* Given task A *
Answer these questions about the passage on the new AFL-CIO internationalism:
(i) On which two bodies is the new Solidarity Center apparently going to stay financially dependent?
(ii) According to the passage, what have movement-oriented and internationalist NGOs done to the Multilateral Agreement on Investment?
(iii) What does the passage say consumerism happens to be consuming?

* Document *
· · ·
I also have other questions in my mind about some elements of the new
AFL-CIO internationalism as described by yourself. These could also be
a matter for a public exchange of information and ideas:
The new Solidarity Center is apparently going to continue the old financial
dependence on the US state (USAID) and the (corporate-funded?) National
Endowment for Democracy (151);The new AFL-CIO considers that, because it
organises so many workers employed in transnationals, it is `uniquely positioned
to provide leadership and a vision for the international trade union movement'
(152);The whole strategy is premised on the creation of a `vibrant global
economy that will life up working people throughtout the world' (155).
This could be interpreted as a Western-defined, state-funded, paternalistic,
social-democratic strategy for a globalised neo-Keynesianism. In other
words, a policy for continued capitalist and corporate growth but, this
time, with redistribution to workers internationally. In at least one element
it is already outdated. Whilst you are calling for labour rights within
the Multilateral Agreement on Investment (150), movement-oriented and internationalist
NGOs have severely damaged and possibly killed it!
Whilst I would welcome any civilising of our present mad-dog
global capitalism, I see no particular reason to believe that we can depend
on an essentially national political-economic strategy which failed in
the past, and the shortcomings of which contributed to the success of neo-liberalism.
Nor do you provide any grounds for such a belief. The `redistribution from
growth' strategy also runs up against the well-known `limits to growth'.
It in no way challenges consumerism, which has a powerful appeal to ordinary
working people everywhere - but which also happens to be consuming our
planet! This policy will therefore alienate the national and international
ecological movements (particularly its `social justice' tendency) with
which labour should, surely, be allied. The strategy has no such broad
ethical appeal as attaches to the women's, peace and other such movements
- and which explains their attraction to millions of young people - the
workers of the future. These things also require a discussion, involving
the people and movements concerned.
· · ·
* Stored records *
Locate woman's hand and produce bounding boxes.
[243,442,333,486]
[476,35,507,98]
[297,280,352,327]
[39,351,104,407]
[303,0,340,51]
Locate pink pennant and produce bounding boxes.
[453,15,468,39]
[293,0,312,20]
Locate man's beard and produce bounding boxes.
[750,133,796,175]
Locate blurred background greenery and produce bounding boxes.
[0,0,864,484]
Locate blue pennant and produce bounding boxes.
· · ·
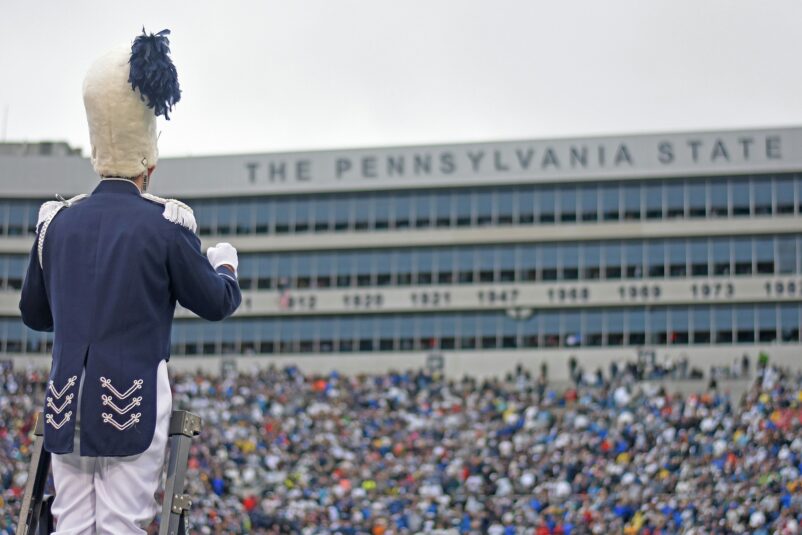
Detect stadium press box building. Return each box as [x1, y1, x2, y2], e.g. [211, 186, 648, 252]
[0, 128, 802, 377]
· · ·
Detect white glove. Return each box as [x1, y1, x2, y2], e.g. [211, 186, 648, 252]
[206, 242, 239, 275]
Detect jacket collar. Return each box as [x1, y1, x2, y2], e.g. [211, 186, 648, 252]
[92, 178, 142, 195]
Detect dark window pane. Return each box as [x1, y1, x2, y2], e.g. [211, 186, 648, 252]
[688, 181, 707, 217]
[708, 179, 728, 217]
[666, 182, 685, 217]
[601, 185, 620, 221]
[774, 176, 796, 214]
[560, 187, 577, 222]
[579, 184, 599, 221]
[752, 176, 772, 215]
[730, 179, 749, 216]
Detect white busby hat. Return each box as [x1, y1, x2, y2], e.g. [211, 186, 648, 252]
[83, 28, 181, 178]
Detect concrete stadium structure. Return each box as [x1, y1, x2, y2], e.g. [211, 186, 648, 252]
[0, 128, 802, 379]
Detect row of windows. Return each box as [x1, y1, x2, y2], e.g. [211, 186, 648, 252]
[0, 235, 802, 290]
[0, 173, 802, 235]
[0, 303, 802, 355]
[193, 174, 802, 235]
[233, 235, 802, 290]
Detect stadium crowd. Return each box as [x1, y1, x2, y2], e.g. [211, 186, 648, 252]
· · ·
* Given task B *
Duplicate the stretch of the listing from the line containing "Detect white glove." through the line containing "Detect stadium crowd.", both lines included, and reproduce only those lines.

* Final answer A *
(i) The US state (USAID) and the National Endowment for Democracy.
(ii) They have severely damaged and possibly killed it.
(iii) Our planet.

* Final answer B *
Detect white glove. Return each box as [x1, y1, x2, y2], e.g. [211, 186, 648, 252]
[206, 242, 239, 275]
Detect jacket collar. Return each box as [x1, y1, x2, y2], e.g. [211, 186, 648, 252]
[92, 178, 142, 195]
Detect dark window pane. Return each box as [x1, y1, x2, y2], e.g. [211, 186, 648, 252]
[688, 181, 707, 217]
[708, 179, 728, 217]
[666, 182, 685, 217]
[601, 185, 620, 221]
[774, 176, 796, 214]
[560, 187, 577, 222]
[579, 184, 599, 221]
[752, 176, 772, 215]
[730, 179, 749, 216]
Detect white busby hat. Return each box as [x1, y1, x2, y2], e.g. [211, 186, 648, 252]
[83, 28, 181, 178]
Detect concrete stadium structure. Return each box as [x1, y1, x2, y2], e.g. [211, 186, 648, 252]
[0, 128, 802, 379]
Detect row of windows. Return each box as [x1, y1, x2, y2], e.g. [211, 186, 648, 252]
[0, 235, 802, 290]
[0, 173, 802, 235]
[0, 303, 802, 355]
[193, 174, 802, 235]
[233, 235, 802, 290]
Detect stadium crowd. Return each box as [x1, y1, x2, y2], e.g. [211, 186, 648, 252]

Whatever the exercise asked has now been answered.